(Photo-based point labeling data)
....................
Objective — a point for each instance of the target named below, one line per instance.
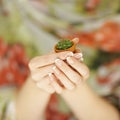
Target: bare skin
(65, 74)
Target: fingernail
(78, 55)
(58, 62)
(69, 54)
(56, 70)
(81, 58)
(69, 59)
(50, 76)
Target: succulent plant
(64, 44)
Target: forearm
(86, 105)
(31, 102)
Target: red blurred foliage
(106, 38)
(13, 64)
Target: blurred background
(32, 27)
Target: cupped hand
(44, 70)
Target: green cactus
(64, 44)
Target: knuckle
(86, 73)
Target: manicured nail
(58, 62)
(78, 55)
(69, 54)
(50, 76)
(56, 70)
(69, 59)
(81, 58)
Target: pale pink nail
(50, 76)
(58, 62)
(69, 54)
(69, 59)
(56, 70)
(78, 55)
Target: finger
(44, 60)
(78, 56)
(39, 73)
(63, 79)
(75, 40)
(68, 71)
(45, 86)
(79, 67)
(55, 85)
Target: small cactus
(64, 44)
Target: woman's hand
(41, 66)
(68, 74)
(43, 71)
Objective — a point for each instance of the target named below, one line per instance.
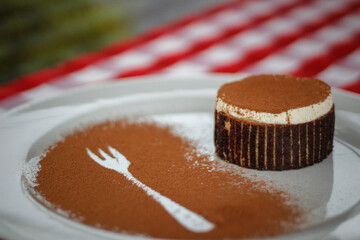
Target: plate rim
(154, 78)
(333, 221)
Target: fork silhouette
(182, 215)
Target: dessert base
(273, 146)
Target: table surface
(312, 38)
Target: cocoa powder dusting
(239, 206)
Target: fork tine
(104, 154)
(117, 154)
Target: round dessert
(274, 122)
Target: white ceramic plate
(329, 190)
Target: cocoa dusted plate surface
(329, 189)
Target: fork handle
(184, 216)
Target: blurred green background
(37, 34)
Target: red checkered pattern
(315, 38)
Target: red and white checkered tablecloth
(318, 38)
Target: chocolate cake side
(273, 146)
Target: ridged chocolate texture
(273, 146)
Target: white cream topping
(292, 116)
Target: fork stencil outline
(188, 219)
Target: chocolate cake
(274, 122)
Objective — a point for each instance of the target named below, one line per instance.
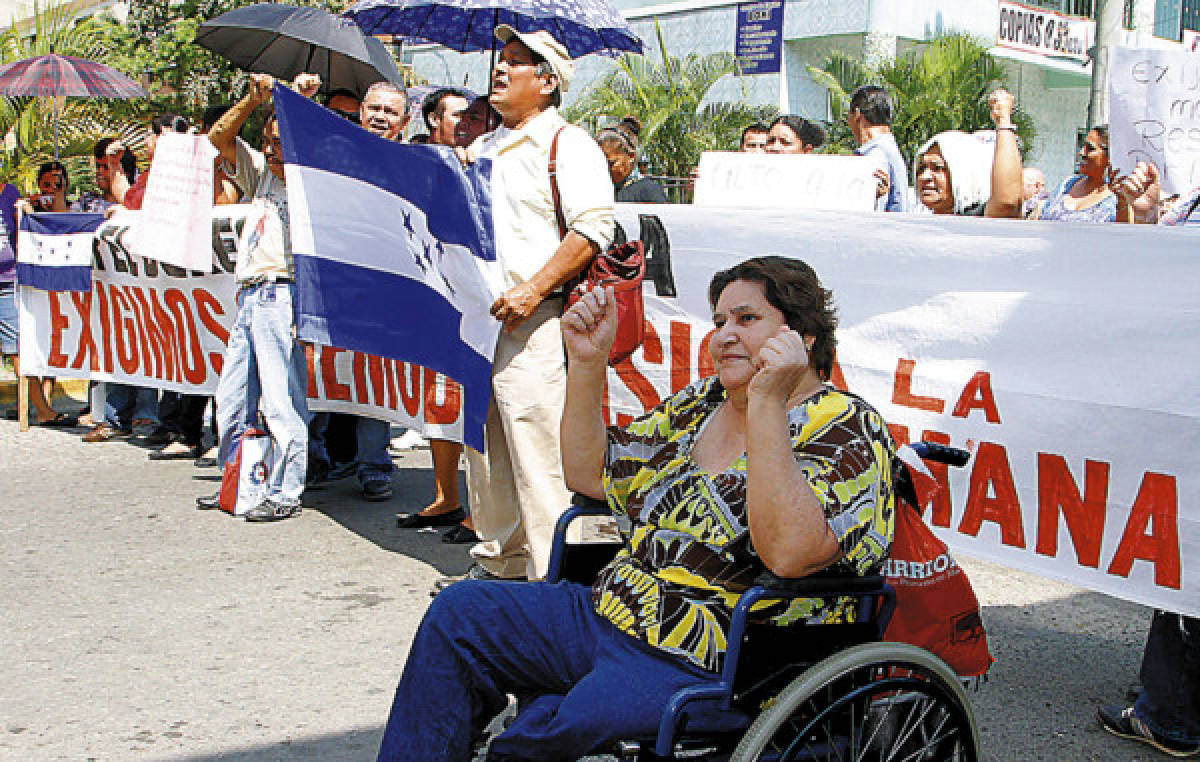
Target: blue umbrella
(582, 25)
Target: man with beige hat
(516, 487)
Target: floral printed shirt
(677, 580)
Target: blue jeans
(125, 403)
(7, 318)
(264, 371)
(373, 437)
(1169, 703)
(585, 683)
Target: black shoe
(415, 521)
(343, 471)
(160, 436)
(208, 502)
(270, 510)
(460, 534)
(1123, 723)
(318, 475)
(377, 490)
(183, 455)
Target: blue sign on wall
(760, 36)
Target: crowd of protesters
(519, 487)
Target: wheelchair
(807, 691)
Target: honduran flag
(54, 250)
(394, 250)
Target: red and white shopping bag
(244, 480)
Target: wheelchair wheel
(876, 701)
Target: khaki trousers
(516, 489)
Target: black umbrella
(285, 41)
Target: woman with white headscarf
(959, 174)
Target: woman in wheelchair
(761, 467)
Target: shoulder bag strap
(553, 184)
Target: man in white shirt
(516, 487)
(264, 367)
(870, 121)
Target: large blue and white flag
(394, 250)
(54, 250)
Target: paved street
(137, 628)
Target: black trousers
(184, 417)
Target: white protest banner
(1062, 366)
(1044, 33)
(1155, 114)
(153, 324)
(177, 211)
(785, 180)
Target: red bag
(623, 267)
(244, 480)
(936, 607)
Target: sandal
(460, 535)
(103, 433)
(60, 421)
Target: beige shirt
(522, 204)
(265, 247)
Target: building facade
(1044, 45)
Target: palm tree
(670, 100)
(28, 124)
(945, 85)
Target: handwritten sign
....................
Rewrite every line of the entries above as a Markdown table with the columns Row and Line, numbering the rows and omitting blank lines. Leave the pictures out of the table.

ANSWER FOR THIS EXERCISE:
| Row | Line |
|---|---|
| 1 | Objective — a point for each instance of the target named below, one line per instance. |
| 2 | Target: bare skin |
| 3 | (65, 74) |
| 4 | Target: fingernail |
| 5 | (78, 55) |
| 6 | (58, 62) |
| 7 | (69, 54) |
| 8 | (56, 70) |
| 9 | (81, 58) |
| 10 | (69, 59) |
| 11 | (50, 76) |
| 12 | Target: succulent plant |
| 13 | (64, 44) |
| 14 | Target: forearm |
| 15 | (86, 105) |
| 16 | (31, 102) |
| 17 | Target: red blurred foliage |
| 18 | (106, 38) |
| 19 | (13, 64) |
| 20 | Target: blurred background |
| 21 | (32, 27) |
| 22 | Target: cupped hand |
| 23 | (44, 70) |
| 24 | Target: green cactus |
| 25 | (64, 44) |
| 26 | Target: knuckle |
| 27 | (86, 73) |
| 28 | Target: manicured nail |
| 29 | (58, 62) |
| 30 | (78, 55) |
| 31 | (69, 54) |
| 32 | (50, 76) |
| 33 | (56, 70) |
| 34 | (69, 59) |
| 35 | (81, 58) |
| 36 | Target: pale pink nail |
| 37 | (50, 76) |
| 38 | (58, 62) |
| 39 | (69, 54) |
| 40 | (69, 59) |
| 41 | (56, 70) |
| 42 | (78, 55) |
| 43 | Target: finger |
| 44 | (44, 60) |
| 45 | (78, 56) |
| 46 | (39, 73) |
| 47 | (63, 79) |
| 48 | (75, 40) |
| 49 | (68, 71) |
| 50 | (45, 86) |
| 51 | (79, 67) |
| 52 | (55, 85) |
| 53 | Target: small cactus |
| 54 | (64, 44) |
| 55 | Target: woman's hand |
| 56 | (41, 66) |
| 57 | (68, 74) |
| 58 | (43, 71) |
| 59 | Objective — a point for each instance of the target named below, one line per instance. |
| 60 | Target: plate rim |
| 61 | (154, 78) |
| 62 | (333, 221) |
| 63 | Target: fork silhouette |
| 64 | (182, 215) |
| 65 | Target: dessert base |
| 66 | (273, 146) |
| 67 | Target: table surface |
| 68 | (312, 38) |
| 69 | Target: cocoa powder dusting |
| 70 | (239, 206) |
| 71 | Target: fork tine |
| 72 | (104, 154) |
| 73 | (117, 154) |
| 74 | Target: round dessert |
| 75 | (274, 122) |
| 76 | Target: white ceramic plate |
| 77 | (329, 190) |
| 78 | Target: cocoa dusted plate surface |
| 79 | (329, 189) |
| 80 | Target: fork handle |
| 81 | (184, 216) |
| 82 | Target: blurred green background |
| 83 | (37, 34) |
| 84 | Target: red checkered pattern |
| 85 | (315, 38) |
| 86 | Target: red and white checkered tablecloth |
| 87 | (318, 38) |
| 88 | Target: chocolate cake side |
| 89 | (273, 146) |
| 90 | Target: ridged chocolate texture |
| 91 | (273, 146) |
| 92 | Target: white cream topping |
| 93 | (292, 116) |
| 94 | Target: fork stencil outline |
| 95 | (188, 219) |
| 96 | Target: chocolate cake |
| 97 | (274, 122) |
| 98 | Objective — a point for each instance of the target named below, one line per instance. |
| 99 | Target: blue umbrella |
| 100 | (582, 25) |
| 101 | Target: man with beige hat |
| 102 | (516, 487) |
| 103 | Target: floral printed shirt |
| 104 | (677, 580) |
| 105 | Target: blue jeans |
| 106 | (125, 403) |
| 107 | (7, 318) |
| 108 | (264, 371) |
| 109 | (373, 437) |
| 110 | (1169, 703) |
| 111 | (585, 683) |
| 112 | Target: black shoe |
| 113 | (415, 521) |
| 114 | (343, 471) |
| 115 | (160, 436) |
| 116 | (208, 502) |
| 117 | (270, 510) |
| 118 | (460, 534) |
| 119 | (1123, 723) |
| 120 | (318, 475) |
| 121 | (377, 490) |
| 122 | (183, 455) |
| 123 | Target: blue sign on wall |
| 124 | (760, 36) |
| 125 | Target: crowd of protesters |
| 126 | (519, 487) |
| 127 | Target: wheelchair |
| 128 | (807, 691) |
| 129 | Target: honduran flag |
| 130 | (54, 250) |
| 131 | (394, 250) |
| 132 | Target: red and white shopping bag |
| 133 | (244, 480) |
| 134 | Target: wheelchair wheel |
| 135 | (876, 701) |
| 136 | Target: khaki trousers |
| 137 | (516, 489) |
| 138 | Target: black umbrella |
| 139 | (285, 41) |
| 140 | Target: woman with white headscarf |
| 141 | (959, 174) |
| 142 | Target: woman in wheelchair |
| 143 | (761, 467) |
| 144 | Target: shoulder bag strap |
| 145 | (553, 184) |
| 146 | Target: man in white shirt |
| 147 | (516, 487) |
| 148 | (264, 367) |
| 149 | (870, 121) |
| 150 | Target: large blue and white flag |
| 151 | (394, 250) |
| 152 | (54, 250) |
| 153 | Target: paved street |
| 154 | (137, 628) |
| 155 | Target: black trousers |
| 156 | (184, 417) |
| 157 | Target: white protest banner |
| 158 | (1062, 366) |
| 159 | (1044, 33) |
| 160 | (1155, 114) |
| 161 | (153, 324) |
| 162 | (177, 211) |
| 163 | (785, 180) |
| 164 | Target: red bag |
| 165 | (623, 267) |
| 166 | (244, 480) |
| 167 | (936, 607) |
| 168 | Target: sandal |
| 169 | (460, 535) |
| 170 | (103, 433) |
| 171 | (60, 421) |
| 172 | Target: beige shirt |
| 173 | (522, 204) |
| 174 | (265, 247) |
| 175 | Target: building facade |
| 176 | (1044, 45) |
| 177 | Target: palm tree |
| 178 | (670, 100) |
| 179 | (28, 124) |
| 180 | (945, 85) |
| 181 | Target: handwritten sign |